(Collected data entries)
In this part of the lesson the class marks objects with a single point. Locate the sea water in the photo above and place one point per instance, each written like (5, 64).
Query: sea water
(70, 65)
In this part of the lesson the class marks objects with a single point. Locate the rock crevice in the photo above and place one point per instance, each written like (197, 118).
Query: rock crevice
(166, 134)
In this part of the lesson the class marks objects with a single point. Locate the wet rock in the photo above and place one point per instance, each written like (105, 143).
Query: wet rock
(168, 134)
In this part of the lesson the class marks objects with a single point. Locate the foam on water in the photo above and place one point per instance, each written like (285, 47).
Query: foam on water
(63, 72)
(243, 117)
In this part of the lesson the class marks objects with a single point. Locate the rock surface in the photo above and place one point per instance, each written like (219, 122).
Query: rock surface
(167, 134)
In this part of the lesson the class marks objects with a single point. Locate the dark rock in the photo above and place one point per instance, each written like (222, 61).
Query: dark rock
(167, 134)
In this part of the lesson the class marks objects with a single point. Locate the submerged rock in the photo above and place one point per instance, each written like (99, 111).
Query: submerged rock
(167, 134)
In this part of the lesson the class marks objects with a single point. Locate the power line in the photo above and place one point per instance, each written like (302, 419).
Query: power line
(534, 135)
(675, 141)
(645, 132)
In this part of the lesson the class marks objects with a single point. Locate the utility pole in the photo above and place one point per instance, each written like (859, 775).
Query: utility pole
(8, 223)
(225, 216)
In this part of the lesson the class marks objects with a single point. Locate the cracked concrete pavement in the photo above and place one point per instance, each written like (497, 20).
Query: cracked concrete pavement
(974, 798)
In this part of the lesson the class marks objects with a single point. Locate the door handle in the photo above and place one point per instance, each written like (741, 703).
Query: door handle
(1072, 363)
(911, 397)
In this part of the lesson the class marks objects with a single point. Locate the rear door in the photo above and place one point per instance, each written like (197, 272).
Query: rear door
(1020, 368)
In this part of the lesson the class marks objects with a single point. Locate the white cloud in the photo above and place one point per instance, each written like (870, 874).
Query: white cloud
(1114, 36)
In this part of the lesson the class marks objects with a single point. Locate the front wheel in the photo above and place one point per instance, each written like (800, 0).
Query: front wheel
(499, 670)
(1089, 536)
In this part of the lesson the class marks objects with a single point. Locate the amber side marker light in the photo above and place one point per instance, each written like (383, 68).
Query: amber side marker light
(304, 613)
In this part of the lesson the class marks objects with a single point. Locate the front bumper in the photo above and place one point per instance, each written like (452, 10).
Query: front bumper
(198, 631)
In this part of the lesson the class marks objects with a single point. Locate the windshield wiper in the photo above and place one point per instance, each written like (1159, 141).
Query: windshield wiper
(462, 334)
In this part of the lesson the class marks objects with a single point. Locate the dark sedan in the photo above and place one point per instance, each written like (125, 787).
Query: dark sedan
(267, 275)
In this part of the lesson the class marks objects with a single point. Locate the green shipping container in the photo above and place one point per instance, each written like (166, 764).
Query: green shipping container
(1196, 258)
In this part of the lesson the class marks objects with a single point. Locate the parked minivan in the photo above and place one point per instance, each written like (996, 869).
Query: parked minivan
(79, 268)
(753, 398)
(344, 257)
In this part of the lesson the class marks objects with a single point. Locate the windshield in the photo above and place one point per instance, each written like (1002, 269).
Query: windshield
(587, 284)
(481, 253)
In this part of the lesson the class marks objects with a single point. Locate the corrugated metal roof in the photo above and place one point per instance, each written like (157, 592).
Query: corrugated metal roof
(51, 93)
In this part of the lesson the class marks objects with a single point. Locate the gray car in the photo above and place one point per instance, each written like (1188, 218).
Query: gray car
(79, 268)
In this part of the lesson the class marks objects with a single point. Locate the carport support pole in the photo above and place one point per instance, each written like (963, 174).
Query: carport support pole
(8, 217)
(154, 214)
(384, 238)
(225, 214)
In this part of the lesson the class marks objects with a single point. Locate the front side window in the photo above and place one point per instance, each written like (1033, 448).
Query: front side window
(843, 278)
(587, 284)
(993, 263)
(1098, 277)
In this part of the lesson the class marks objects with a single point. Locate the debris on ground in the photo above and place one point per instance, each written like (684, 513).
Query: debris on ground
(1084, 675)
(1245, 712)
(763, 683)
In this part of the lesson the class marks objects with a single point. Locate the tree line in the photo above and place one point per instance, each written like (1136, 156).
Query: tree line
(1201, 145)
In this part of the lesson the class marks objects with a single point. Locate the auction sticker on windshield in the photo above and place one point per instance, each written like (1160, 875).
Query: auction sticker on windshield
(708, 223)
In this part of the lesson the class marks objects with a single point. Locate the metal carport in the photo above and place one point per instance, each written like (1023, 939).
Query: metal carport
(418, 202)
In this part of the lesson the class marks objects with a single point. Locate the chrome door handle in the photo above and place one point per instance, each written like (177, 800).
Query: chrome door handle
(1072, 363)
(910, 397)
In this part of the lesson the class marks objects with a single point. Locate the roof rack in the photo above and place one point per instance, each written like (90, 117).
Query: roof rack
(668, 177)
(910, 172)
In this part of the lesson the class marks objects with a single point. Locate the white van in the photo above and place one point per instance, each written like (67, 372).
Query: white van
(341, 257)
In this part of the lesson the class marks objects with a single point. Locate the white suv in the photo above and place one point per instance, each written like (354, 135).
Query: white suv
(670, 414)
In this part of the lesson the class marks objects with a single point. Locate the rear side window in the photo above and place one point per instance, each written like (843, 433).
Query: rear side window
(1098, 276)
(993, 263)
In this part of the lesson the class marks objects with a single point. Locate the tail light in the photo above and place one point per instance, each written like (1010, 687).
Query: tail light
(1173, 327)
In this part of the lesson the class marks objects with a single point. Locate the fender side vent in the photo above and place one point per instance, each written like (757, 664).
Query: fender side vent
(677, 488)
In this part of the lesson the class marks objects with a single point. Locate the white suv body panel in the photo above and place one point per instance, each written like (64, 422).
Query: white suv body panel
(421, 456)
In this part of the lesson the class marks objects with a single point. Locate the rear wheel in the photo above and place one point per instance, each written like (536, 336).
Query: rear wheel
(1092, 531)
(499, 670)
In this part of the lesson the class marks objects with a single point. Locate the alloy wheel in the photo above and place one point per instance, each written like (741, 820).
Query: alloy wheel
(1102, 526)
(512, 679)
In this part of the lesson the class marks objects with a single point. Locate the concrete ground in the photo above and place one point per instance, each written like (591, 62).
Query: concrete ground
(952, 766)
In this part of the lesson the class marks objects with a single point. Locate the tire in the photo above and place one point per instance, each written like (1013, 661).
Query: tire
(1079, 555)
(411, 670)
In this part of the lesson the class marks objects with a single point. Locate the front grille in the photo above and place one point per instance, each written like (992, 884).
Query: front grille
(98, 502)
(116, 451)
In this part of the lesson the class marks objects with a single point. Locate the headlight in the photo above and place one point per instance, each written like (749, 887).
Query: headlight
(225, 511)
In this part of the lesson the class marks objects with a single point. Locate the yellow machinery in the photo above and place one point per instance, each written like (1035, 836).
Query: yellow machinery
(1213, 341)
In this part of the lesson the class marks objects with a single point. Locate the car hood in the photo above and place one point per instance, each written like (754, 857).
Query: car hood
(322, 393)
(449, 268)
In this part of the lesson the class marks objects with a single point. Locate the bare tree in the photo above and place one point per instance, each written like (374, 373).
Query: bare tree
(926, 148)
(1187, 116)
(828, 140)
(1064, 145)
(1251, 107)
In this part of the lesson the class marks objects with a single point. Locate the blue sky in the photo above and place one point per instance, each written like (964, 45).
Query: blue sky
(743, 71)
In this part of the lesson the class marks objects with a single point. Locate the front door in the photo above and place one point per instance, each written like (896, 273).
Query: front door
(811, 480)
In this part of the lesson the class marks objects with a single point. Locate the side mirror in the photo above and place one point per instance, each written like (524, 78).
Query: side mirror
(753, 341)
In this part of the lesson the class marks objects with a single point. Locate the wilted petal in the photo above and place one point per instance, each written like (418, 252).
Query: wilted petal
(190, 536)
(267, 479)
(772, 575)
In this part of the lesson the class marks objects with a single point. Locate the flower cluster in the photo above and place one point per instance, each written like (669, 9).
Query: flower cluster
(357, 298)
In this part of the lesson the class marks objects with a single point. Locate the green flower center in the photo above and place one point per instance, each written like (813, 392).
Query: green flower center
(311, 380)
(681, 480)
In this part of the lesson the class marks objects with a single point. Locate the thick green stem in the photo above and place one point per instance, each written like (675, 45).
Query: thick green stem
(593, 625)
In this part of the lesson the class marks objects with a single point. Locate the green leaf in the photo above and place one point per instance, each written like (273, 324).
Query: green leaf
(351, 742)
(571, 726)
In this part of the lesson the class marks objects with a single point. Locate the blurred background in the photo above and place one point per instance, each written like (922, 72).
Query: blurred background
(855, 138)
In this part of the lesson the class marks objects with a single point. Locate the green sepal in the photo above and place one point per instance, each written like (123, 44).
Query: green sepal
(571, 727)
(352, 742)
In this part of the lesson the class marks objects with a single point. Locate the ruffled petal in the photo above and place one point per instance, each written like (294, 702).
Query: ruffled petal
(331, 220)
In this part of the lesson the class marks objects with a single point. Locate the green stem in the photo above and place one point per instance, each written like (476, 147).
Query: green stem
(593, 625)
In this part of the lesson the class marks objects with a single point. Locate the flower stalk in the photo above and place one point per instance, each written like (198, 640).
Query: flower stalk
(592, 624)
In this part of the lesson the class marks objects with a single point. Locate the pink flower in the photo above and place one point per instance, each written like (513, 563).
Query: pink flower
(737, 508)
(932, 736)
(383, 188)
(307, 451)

Task brief> Copy out the records between the line holding "like (166, 764)." and the line holding "(1098, 277)", inclusive, keeping every character as it appears.

Task result>
In this part of the lesson the class marks objects with a single point. Locate the green shipping container in the photo above and place one point per instance, each written like (166, 764).
Query: green shipping container
(1196, 258)
In this part of the lesson the class marks objects with a single point. Locate the parked minivan in the photo above and place one point per instance, each written like (996, 869).
Query: parked minivan
(79, 268)
(753, 398)
(344, 257)
In this part of the lesson the class marks objects with a single point. Locate the windshield in the photo above and place one point per instance, each written like (1002, 269).
Query: windshield
(587, 284)
(481, 253)
In this part of the lesson the class marks objects with a single point. Locate the corrugated metal roof in the photo above and place one point per instance, each written like (157, 592).
Query: corrugated metal roof
(51, 93)
In this part of the lesson the class marks objects with a single point. Locate the gray car in the photo above and place one point per instance, each written like (1188, 218).
Query: gray car
(79, 268)
In this part of the lesson the class marks objects with a single point. Locate the carport support pole in the photo above and place one point per instance, each written like (963, 174).
Query: carport support pole
(8, 217)
(154, 214)
(384, 238)
(225, 214)
In this part of the lesson the class marks objects with a single point. Locate the front side window in the photo above and place one point per instance, each written like (1033, 448).
Query: front side window
(843, 278)
(587, 284)
(993, 263)
(1098, 277)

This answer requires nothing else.